Data listing:
>>>>>
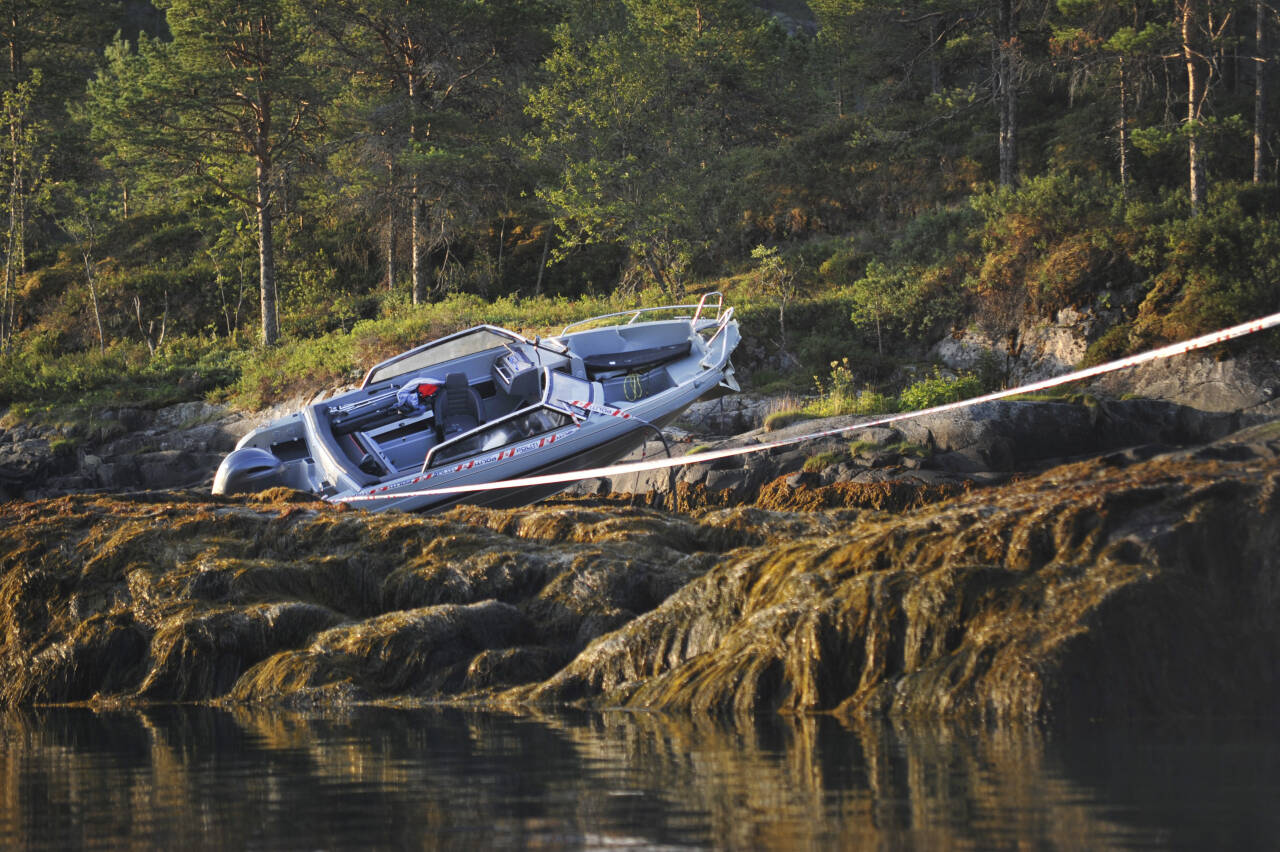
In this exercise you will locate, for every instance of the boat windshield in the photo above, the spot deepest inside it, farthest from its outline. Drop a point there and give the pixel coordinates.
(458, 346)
<<<<<
>>>>>
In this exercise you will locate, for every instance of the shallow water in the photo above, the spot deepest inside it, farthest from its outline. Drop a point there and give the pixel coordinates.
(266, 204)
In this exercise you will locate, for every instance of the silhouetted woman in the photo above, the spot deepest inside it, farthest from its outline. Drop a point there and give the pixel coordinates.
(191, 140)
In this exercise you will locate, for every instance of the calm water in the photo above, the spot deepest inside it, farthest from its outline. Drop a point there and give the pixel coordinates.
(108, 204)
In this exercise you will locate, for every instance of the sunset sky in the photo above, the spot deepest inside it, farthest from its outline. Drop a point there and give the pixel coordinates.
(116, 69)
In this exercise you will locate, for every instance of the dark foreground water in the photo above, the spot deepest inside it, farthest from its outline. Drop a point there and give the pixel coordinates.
<<<<<
>>>>>
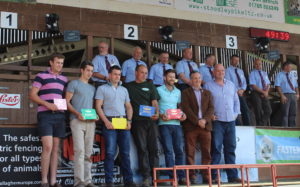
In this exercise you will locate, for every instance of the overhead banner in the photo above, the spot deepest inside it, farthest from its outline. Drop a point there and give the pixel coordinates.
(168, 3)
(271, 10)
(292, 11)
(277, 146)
<<<<<
Given the data above, transcribe exactly the lines from the one containing "of the silhouetted" down to the one containing "of the dark", and no others.

In this exercise you will locate, for every instance of the silhouetted woman in the photo above, the spot deepest inside it, farthest from its outline. Drop a point there and give the pixel coordinates.
(191, 140)
In this exercise you will locate, for every instance of the calm water in the photo above, the spot deepest inside it, farthest from its outline. Drop a point there and give the pixel coordinates.
(108, 204)
In this exercise you will locate, for every instance of the sunset sky in the photo above, the spot deepest inside it, farthest from its outline. Drop a point there and give the pixel coordinates.
(116, 69)
In this exercise you will locate, for every instance of the dark foreground water in the photo above, the spot deepest inside it, farthest from its outline. Drop a point there and give the pixel coordinates.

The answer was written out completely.